### Recorded information
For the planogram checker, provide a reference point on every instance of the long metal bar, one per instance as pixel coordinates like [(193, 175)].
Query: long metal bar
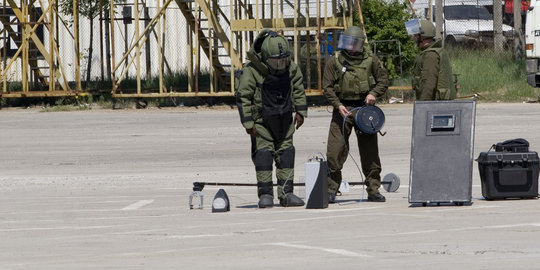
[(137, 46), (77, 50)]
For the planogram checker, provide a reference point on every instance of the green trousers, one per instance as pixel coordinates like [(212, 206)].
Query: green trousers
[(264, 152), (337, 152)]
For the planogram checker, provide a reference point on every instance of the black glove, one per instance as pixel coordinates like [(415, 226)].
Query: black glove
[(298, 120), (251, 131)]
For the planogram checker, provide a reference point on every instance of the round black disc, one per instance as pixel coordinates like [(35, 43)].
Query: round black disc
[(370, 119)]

--

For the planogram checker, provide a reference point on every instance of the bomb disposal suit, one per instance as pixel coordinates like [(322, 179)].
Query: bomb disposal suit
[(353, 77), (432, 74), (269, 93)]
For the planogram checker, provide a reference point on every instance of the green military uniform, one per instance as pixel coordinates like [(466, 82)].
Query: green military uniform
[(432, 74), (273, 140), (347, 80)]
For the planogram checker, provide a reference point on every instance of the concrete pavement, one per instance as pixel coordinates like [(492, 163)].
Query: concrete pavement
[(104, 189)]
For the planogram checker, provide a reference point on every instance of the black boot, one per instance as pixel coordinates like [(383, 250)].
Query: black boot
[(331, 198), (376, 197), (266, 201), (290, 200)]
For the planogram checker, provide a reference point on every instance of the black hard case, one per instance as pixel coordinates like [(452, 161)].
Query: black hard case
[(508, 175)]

--

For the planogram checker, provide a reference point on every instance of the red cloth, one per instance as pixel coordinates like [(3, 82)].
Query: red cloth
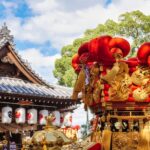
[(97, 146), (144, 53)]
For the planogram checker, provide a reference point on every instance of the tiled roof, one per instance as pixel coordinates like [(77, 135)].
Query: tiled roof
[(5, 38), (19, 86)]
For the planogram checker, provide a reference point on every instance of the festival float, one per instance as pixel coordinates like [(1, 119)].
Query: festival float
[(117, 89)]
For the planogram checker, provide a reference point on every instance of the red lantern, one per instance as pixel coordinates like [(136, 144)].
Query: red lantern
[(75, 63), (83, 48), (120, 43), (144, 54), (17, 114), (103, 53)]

### Exercise requirements
Pictures aside, return exactly the lines from the data above, starting at the line that has "like [(193, 175)]." and ending at the line that has "like [(212, 206)].", both included.

### Task solution
For the planogram checker, provide a reference point on every instance of the long metal bar, one per instance as pixel coordinates like [(193, 175)].
Query: long metal bar
[(137, 46), (77, 50)]
For the planogram checker, provide a reference point on every instance of the green trousers, one per instance as pixel coordinates like [(212, 206)].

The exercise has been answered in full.